-- GIVEN ENTRIES --
━━━

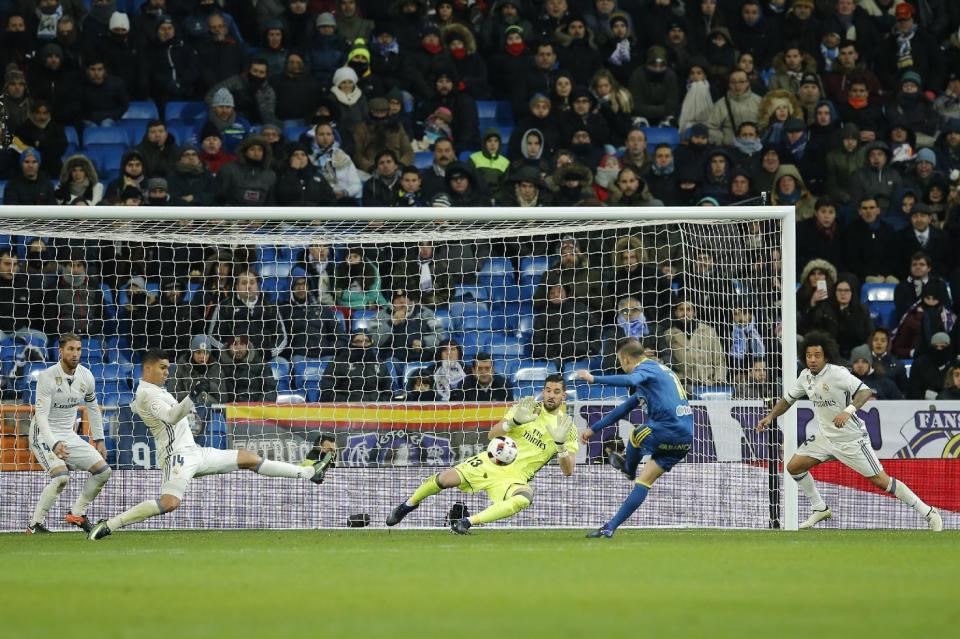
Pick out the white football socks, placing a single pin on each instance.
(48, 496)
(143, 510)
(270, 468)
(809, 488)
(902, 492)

━━━

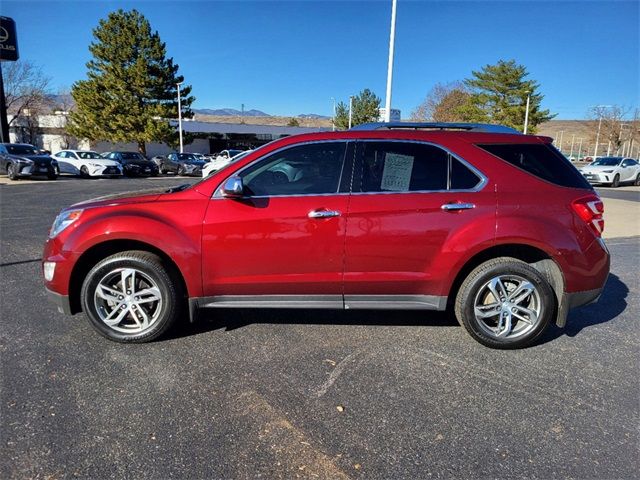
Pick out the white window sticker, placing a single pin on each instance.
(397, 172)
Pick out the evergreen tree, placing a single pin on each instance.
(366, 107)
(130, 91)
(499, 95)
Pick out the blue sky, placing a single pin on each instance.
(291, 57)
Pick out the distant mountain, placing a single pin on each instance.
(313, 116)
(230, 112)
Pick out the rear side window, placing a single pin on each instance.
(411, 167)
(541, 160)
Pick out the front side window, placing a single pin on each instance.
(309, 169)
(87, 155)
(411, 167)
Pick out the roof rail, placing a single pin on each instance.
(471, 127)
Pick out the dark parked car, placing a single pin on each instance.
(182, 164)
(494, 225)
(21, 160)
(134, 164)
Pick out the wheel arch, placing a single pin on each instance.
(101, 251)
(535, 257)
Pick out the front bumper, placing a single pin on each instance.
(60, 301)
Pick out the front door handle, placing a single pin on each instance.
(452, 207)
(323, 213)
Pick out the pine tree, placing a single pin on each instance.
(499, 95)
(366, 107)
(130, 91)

━━━

-- STATED PROBLEM --
Please list every line in the listing above that contains the word "front".

-- REPLY --
Pick out the front side window, placing a single pin on each instance.
Pick out the front bumper, placing a single pin on each instance.
Pick out the front door handle, placing a single pin on each instance.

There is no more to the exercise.